-- Entries start --

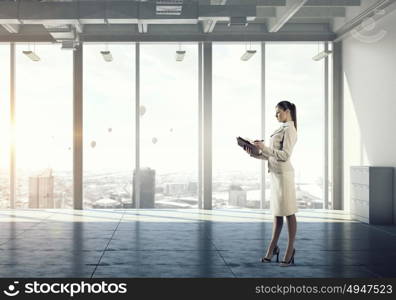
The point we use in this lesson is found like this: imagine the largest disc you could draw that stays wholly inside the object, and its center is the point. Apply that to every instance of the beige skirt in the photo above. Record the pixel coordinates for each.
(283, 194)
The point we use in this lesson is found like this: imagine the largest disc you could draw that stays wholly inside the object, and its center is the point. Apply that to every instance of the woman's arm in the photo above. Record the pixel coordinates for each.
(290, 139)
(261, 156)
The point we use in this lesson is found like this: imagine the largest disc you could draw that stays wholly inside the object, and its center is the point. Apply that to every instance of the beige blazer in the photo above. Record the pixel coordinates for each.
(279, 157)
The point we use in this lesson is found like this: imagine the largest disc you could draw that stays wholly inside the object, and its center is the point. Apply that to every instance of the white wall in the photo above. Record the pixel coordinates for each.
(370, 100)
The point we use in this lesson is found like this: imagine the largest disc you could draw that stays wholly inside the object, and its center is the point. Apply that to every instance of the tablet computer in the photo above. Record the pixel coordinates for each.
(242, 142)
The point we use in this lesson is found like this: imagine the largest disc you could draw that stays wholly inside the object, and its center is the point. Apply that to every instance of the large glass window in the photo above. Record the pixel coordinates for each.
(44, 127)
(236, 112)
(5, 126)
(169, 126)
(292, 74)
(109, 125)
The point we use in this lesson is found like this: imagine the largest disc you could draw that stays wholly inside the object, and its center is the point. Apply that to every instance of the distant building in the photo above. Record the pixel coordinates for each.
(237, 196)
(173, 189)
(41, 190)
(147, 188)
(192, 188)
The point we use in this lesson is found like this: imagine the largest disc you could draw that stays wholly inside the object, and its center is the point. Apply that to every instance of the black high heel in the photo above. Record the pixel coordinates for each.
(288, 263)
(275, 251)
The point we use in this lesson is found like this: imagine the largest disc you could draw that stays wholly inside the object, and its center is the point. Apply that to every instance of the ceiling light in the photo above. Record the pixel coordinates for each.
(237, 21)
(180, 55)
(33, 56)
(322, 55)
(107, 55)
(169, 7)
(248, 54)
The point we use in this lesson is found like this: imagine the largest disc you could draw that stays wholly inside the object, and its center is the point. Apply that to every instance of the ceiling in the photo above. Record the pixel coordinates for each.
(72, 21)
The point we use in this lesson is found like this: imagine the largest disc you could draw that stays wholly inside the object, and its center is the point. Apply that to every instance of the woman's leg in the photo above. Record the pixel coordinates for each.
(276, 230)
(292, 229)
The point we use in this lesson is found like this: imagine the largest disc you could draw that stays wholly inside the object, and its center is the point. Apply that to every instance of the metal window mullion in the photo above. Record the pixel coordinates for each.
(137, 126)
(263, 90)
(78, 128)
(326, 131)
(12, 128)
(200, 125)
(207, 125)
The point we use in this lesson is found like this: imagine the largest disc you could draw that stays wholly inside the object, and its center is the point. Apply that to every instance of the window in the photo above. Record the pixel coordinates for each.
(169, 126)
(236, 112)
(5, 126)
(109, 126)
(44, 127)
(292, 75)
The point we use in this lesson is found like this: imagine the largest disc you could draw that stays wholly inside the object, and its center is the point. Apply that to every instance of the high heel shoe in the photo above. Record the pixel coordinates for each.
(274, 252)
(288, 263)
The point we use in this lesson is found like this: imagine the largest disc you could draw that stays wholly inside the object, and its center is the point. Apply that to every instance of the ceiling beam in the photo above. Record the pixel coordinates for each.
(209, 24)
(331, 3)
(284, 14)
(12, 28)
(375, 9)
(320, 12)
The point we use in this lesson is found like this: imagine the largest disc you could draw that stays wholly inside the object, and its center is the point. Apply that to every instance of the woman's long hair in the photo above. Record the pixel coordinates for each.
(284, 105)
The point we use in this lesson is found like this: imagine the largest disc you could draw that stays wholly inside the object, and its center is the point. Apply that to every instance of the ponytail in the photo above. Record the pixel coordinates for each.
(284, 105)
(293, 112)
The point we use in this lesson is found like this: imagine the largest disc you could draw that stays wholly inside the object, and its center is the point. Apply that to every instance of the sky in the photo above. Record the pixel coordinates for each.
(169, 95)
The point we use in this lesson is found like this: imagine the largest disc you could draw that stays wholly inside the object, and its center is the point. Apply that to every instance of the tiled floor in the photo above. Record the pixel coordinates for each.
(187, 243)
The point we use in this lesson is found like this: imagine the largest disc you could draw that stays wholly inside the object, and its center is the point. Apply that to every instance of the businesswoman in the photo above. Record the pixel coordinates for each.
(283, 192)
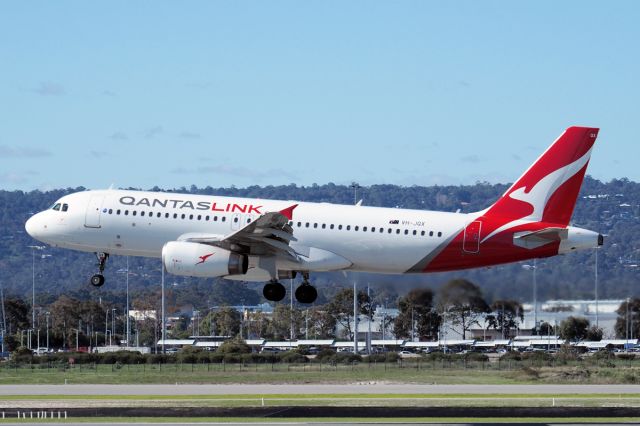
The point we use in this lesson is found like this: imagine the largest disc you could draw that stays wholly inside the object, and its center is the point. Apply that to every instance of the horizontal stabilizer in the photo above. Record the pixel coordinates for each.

-- Entries end --

:: The task ::
Reproduce the material above in full and without alteration, but skip all pictures.

:: The result ::
The point we use in this lesson is found like this: imagine the largest disc you could draw that stays wholly inside the object, and its center is the point. Apply that to every instance of the beige skirt in the photo above. Record the pixel coordinates for each.
(283, 194)
The point we use in this lesson is found like this: imagine the largest disc you could draw that stays wholly inside the object, and its center is the point. Apply that to every instance of the woman's arm in the photo above. Record the pixel coordinates for each.
(290, 139)
(261, 156)
The point we use in this lesson is found like this: imagine the largest disc you could draw that stays wholly inside the object, and its center is the point. Apply that to every instance of the beige blazer in the photo above. Record the pixel coordinates for each.
(279, 157)
The point we use in this lesson is found like this: imagine the largest disc you could draw that stays wholly inside the object, and its center is the point. Apply that to every instance of the white wall in the photo above. Record the pixel coordinates for each.
(370, 100)
The point we use in this lesson is found like this: imagine the largest disc you could draw that stays wholly inside the object, and its center is the point. Apply that to every instance of the tablet computer in the photo above. Record the pixel coordinates for each.
(242, 142)
The point we use in this lesson is found like this: imagine the largest disc you could draw that stays wholly inside the object, and its center is the point. Apply that to every instance of the large glass window in the photo above. Record the pixel coordinates for each.
(44, 127)
(236, 112)
(5, 126)
(169, 126)
(292, 74)
(109, 125)
The point we use in this lesson is found like this: imagine the largest disc you could draw that stays wholly inside the object, and its center is the point. Apply that to every instance of the distant building in the photo above. Record the pixel coordinates for each.
(237, 196)
(173, 189)
(41, 190)
(147, 188)
(192, 188)
The point we use in this lesson is found like this: imagine the largest disc you could draw that stays wholly inside the object, and its center is the point. Apply that to every instance of the black high heel in the photo above. Record the pixel coordinates for each.
(288, 263)
(275, 251)
The point we use in this lesson is found like this: imagine the largest disc you could draw that stays wholly inside the object, and its center is the point. Apply that to every instance of the ceiling light in the photo above. Record the pixel coordinates for each.
(237, 21)
(180, 55)
(33, 56)
(322, 55)
(107, 55)
(169, 7)
(248, 54)
The point we use in this lesson is found like this: imagine the largest disc you could draw that stays wholly inside the object, and its center is the point. Apply that to every instance of the ceiling in the photo above. Record the pixel coordinates for each.
(72, 21)
The point we use in this lesson is found like this: imagine the largest disc you could draw that stays wholly inside the object, and its center is the point. Apply that to every instance of the woman's leg in the photo above. Record the pixel coordinates for each.
(276, 230)
(292, 229)
The point we use in this lesson is found like this: imagine the largest disc you could draw that stays wholly inside the object, and its center is the point. Apply that to every instance of the metal window mullion in the photo above. Record the pixel coordinates for each.
(137, 126)
(263, 90)
(78, 128)
(326, 131)
(12, 128)
(200, 125)
(207, 125)
The point we use in this lesson is found like this: imagine the largest disc you could draw that stays wholly inside the object, and its center is the point. Apply that to every instance of the window in the photo above. Record the pixel coordinates for each.
(169, 126)
(236, 112)
(5, 126)
(109, 126)
(44, 127)
(292, 75)
The point we use in this lesson is found like this: imagine the largest disc you could draw that stays wholly inside the object, and its center is the point. Apply that to every instance of the high heel shoe in the photo above. Record the pixel coordinates for each.
(274, 252)
(288, 263)
The point we use in this lesson is found like this: imagine the largest disc you could draw that stays wholly inside the object, and its center is the point. Apply that to every instance of the ceiling beam in the photo above. Record the pixel coordinates for each.
(209, 24)
(331, 3)
(284, 14)
(12, 28)
(375, 9)
(320, 12)
The point we use in this lesson is found like this: imagine the largest disc you could draw that stays wholly inside the object, and its center is the point. Apply that to every instance of the woman's long hair in the photo above. Record the pixel coordinates for each.
(284, 105)
The point we use in this lesson is found like this: imagine the largest disc you could draw that stays wholly inside the object, and its center is the point. Apply that to every instance of the ponytail in the photo above. Record the pixel coordinates for each.
(284, 105)
(293, 112)
The point we use in this lesson is found like this: imagine the largest disc you could draw that stays wholly inside the object, and its center is the point. Apply that to every instance of the sky in the photo above. Record the pixel coordinates for each.
(169, 95)
The point we use in this lesson is found like this: imagine the largest disc you could draw that stays wholly inside the object, and its center is the point. Apply that to every instance of the tiled floor in the photo above. Record the pixel coordinates for each.
(187, 243)
The point we use in this lesson is found like this: imagine the largest disc you could draw that stays wholly inside the object, and its center is the point. Apply that to every instance of the businesswoman in the photo above. Record the pixel coordinates for each.
(283, 192)
The point we use in this lesson is found like this: imagine the largest disc you could draw that stays wholly inside the object, and its center is the point. Apply that to every instance of the horizontal stabilizer in the photo above. Record the pixel coordinates for each.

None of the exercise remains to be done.